Work to complete »
- a) In the std.datetime post, change "compiler bugs" to "linker errors" and write out the span from "I guess that this sort" to "the unit tests." with that change.
- b) Decide whether each statement agrees with the std.datetime post, answering yes or no and quoting the words that settle it: (i) SysTime depends on Date, TimeOfDay, and DateTime; (ii) the writer expects the problem to come up often with a typical bug in Phobos; (iii) the writer considers std.datetime easy to trim down.

* start Source passage *

Hmmm. I really don't know what could be done to fix that (other than making it easier to rip out the unittest blocks). And enough of std.datetime depends on other parts of std.datetime that trimming it down isn't (and can't be) exactly easy. In general, SysTime is the most likely type to be used, and it depends on Date, TimeOfDay, and DateTime, and all 4 of those depend on most of the free functions in the module. It's not exactly designed in a manner which allows you to cut out large chunks and still have it compile. And I don't think that it _could_ be designed that way and still have the functionality that it has.

I guess that this sort of problem is one that would pop up mainly when dealing with compiler bugs. I have a hard time seeing it popping up with your typical bug in Phobos itself. So, I guess that this is the sort of thing that you'd run into and I likely wouldn't.

I really don't know how the situation could be improved though other than making it easier to cut out the unit tests.

- Jonathan M Davis
March 20, 2011
Jonathan M Davis wrote:
>> Jonathan M Davis wrote:
>>> On Saturday 19 March 2011 18:04:57 Don wrote:
>>>> Jonathan M Davis wrote:
>>>>> On Saturday 19 March 2011 17:11:56 Don wrote:
>>>>>> Here's the task:
>>>>>> Given a .d source file, strip out all of the unittest {} blocks,
>>>>>> including everything inside them.
>>>>>> Strip out all comments as well.

* end Source passage *
* start Excerpted data *

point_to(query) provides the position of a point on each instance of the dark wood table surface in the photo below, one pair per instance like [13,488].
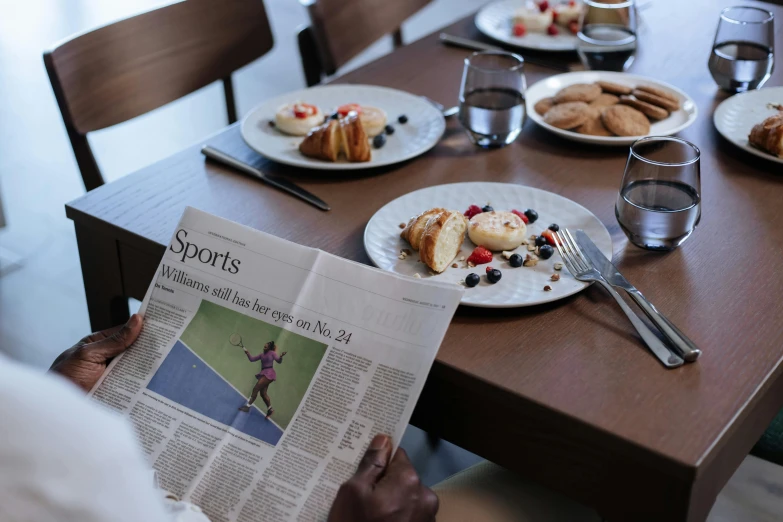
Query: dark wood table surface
[564,393]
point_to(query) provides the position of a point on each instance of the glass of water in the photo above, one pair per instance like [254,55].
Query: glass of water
[743,55]
[606,40]
[492,98]
[659,204]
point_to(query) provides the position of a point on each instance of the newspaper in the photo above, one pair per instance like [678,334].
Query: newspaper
[239,324]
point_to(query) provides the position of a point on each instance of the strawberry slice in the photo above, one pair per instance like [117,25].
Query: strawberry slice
[480,256]
[521,216]
[550,237]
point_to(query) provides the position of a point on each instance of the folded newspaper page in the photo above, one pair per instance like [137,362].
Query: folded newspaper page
[264,368]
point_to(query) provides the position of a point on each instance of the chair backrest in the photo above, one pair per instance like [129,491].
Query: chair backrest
[125,69]
[341,29]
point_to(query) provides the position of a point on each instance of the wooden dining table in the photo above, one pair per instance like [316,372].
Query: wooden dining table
[564,393]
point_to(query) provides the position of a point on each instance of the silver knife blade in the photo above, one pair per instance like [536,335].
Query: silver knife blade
[681,343]
[275,181]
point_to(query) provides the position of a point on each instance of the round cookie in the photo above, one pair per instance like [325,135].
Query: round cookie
[594,126]
[658,92]
[585,92]
[653,111]
[567,115]
[614,88]
[625,121]
[543,105]
[605,100]
[666,103]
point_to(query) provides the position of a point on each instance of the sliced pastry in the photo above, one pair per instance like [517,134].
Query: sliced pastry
[298,118]
[442,239]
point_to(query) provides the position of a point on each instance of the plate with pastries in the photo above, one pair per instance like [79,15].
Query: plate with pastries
[495,239]
[543,25]
[608,108]
[343,127]
[753,121]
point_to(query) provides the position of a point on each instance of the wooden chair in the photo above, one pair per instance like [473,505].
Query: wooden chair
[341,29]
[125,69]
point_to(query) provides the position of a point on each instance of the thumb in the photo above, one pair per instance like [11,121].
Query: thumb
[375,460]
[116,343]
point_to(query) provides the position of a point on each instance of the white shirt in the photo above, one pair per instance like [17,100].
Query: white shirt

* end Excerpted data *

Task-by-task answers »
- a)
I guess that this sort of problem is one that would pop up mainly when dealing with linker errors. I have a hard time seeing it popping up with your typical bug in Phobos itself. So, I guess that this is the sort of thing that you'd run into and I likely wouldn't.

I really don't know how the situation could be improved though other than making it easier to cut out the unit tests.

- b)
(i) Yes: "it depends on Date, TimeOfDay, and DateTime"
(ii) No: "I have a hard time seeing it popping up with your typical bug in Phobos itself."
(iii) No: "trimming it down isn't (and can't be) exactly easy"